> Supplied text
****************
Detecting historical introgression with simcat
Existing methods for detecting introgressive branches on phylogenies are limited by either having to fit overly parameterized network models, limiting the amount of data we can use, or by summarizing over rapid algebraic inferences from individual subtrees, throwing away signals that might exist among larger groupings.
I have developed a method, simcat, that extends algebraic methods like the D-statistic, instead using machine learning to detect introgression on phylogenies using genome-wide SNP data from an alignment of multiple species.
Genomic simulations with ipcoal
I wrote the software package ipcoal to facilitate simulations at the interface of population genetics and phylogenetics. ipcoal wraps around the population genetics coalescent simulator msprime. ipcoal accepts certain parameters that are typically associated with species networks, including a tree topology, branch-specific effective population sizes, a mutation model, and admixture edges. It also accepts parameters that are typically associated with population genetic models, like recombination maps and generation time variation.
ipcoal can generate sequence data in full-chromosome format or as unlinked SNPs, or it can simply generate genealogies without simulating the sequence data. It also has built in tools for gene tree inference and for writing out simulated data in formats that are useful for downstream inference.
More detail about ipcoal can be found in our Bioinformatics manuscript, and we have used it for analysis in our paper “The Multispecies Coalescent in Space and Time.” ipcoal is also the engine powering simulations for training database construction with simcat.
****************
(Collected data)
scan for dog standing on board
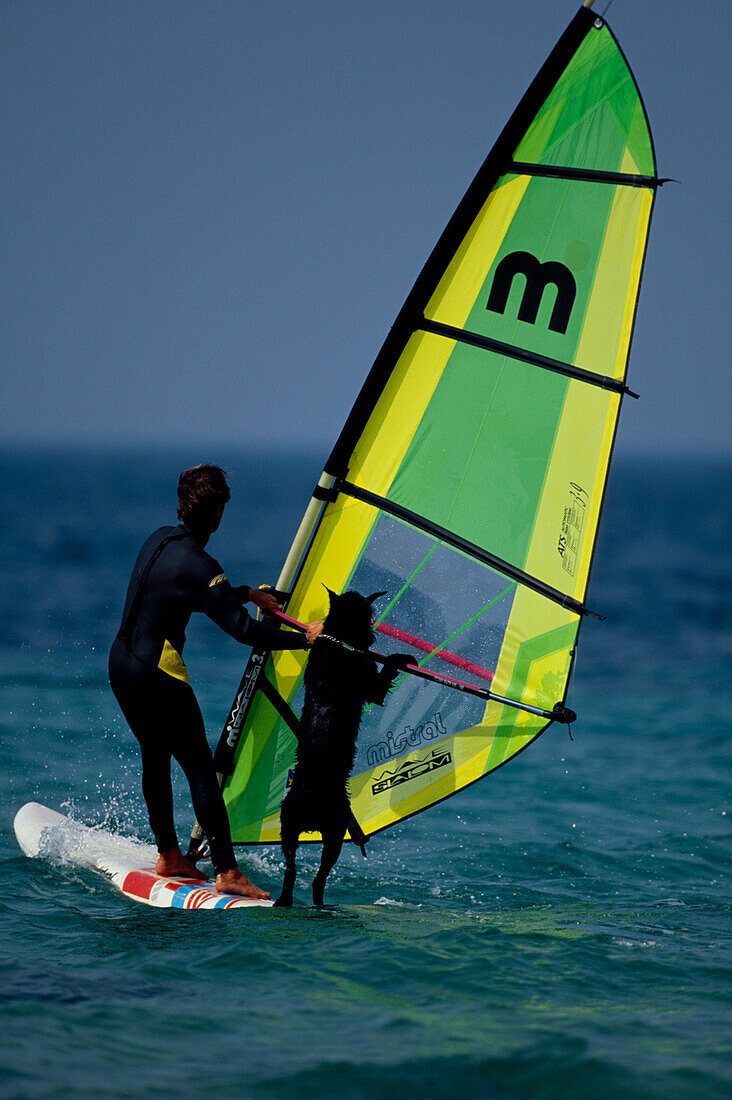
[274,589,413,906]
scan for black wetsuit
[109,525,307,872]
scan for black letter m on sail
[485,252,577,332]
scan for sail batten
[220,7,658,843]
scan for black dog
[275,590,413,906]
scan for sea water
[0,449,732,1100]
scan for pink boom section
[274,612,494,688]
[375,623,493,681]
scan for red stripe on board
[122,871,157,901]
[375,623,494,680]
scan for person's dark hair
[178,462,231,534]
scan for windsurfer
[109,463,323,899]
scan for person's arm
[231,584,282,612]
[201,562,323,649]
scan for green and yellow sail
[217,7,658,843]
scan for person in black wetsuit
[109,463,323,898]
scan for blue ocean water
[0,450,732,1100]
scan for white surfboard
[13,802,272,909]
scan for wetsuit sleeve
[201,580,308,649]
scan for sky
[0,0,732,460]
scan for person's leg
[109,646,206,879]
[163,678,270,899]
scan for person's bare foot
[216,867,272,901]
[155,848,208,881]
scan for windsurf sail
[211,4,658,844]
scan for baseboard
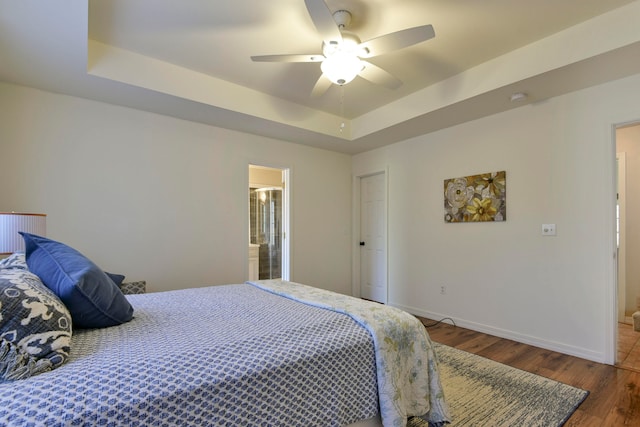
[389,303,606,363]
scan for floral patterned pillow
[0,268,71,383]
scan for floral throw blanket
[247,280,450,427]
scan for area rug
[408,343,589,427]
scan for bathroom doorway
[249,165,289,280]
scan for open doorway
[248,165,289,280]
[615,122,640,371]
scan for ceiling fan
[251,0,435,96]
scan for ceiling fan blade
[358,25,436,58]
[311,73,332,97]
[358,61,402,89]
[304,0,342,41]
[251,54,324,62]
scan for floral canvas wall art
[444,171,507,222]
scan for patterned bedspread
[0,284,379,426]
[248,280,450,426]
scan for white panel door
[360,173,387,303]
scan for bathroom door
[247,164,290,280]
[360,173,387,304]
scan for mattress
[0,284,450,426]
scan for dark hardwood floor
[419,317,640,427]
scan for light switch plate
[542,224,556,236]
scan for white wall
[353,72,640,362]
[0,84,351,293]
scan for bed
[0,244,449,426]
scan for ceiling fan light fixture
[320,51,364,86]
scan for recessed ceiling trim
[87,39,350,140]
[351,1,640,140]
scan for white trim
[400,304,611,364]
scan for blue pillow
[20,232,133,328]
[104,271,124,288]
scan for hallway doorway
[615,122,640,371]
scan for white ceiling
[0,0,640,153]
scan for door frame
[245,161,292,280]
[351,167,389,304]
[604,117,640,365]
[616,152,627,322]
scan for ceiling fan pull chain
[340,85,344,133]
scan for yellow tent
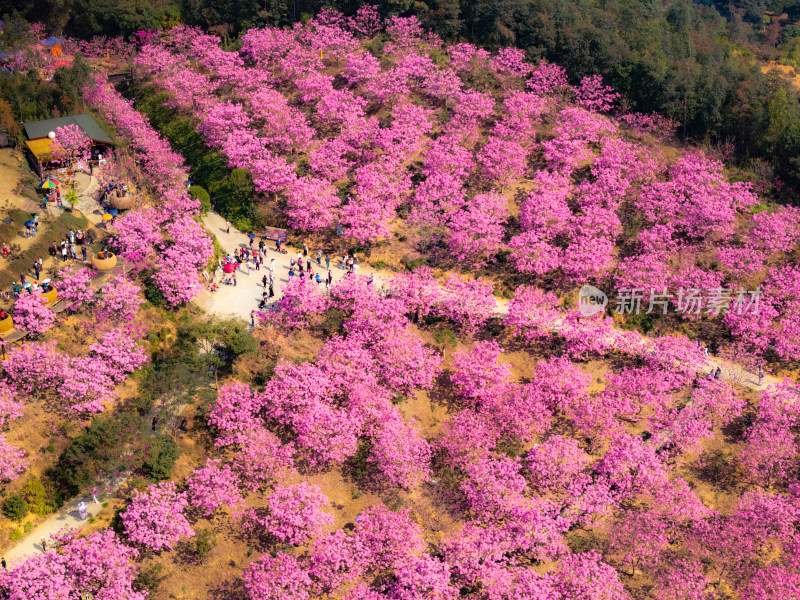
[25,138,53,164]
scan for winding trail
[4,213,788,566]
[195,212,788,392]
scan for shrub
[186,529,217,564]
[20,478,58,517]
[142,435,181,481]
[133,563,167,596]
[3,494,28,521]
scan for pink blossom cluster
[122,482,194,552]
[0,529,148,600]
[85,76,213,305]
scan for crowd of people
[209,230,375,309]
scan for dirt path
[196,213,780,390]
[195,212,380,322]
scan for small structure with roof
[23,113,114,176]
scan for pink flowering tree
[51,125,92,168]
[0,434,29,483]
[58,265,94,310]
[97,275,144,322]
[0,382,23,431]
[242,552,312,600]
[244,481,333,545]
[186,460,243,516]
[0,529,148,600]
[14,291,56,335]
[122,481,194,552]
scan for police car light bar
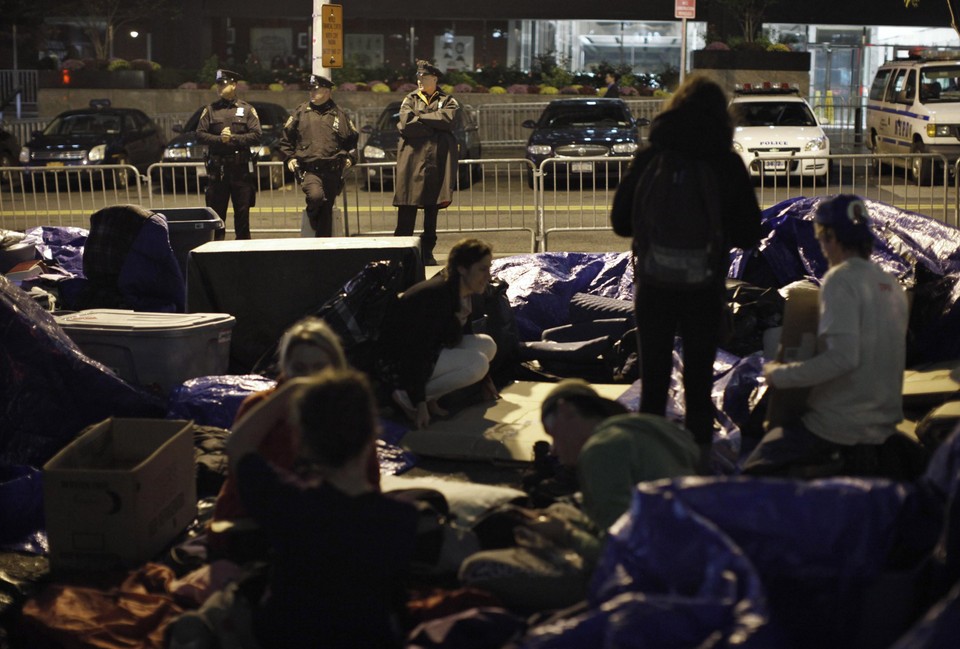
****************
> What is expected
According to the supplied text, which population genetics coalescent simulator does ipcoal wrap around?

> Task result
msprime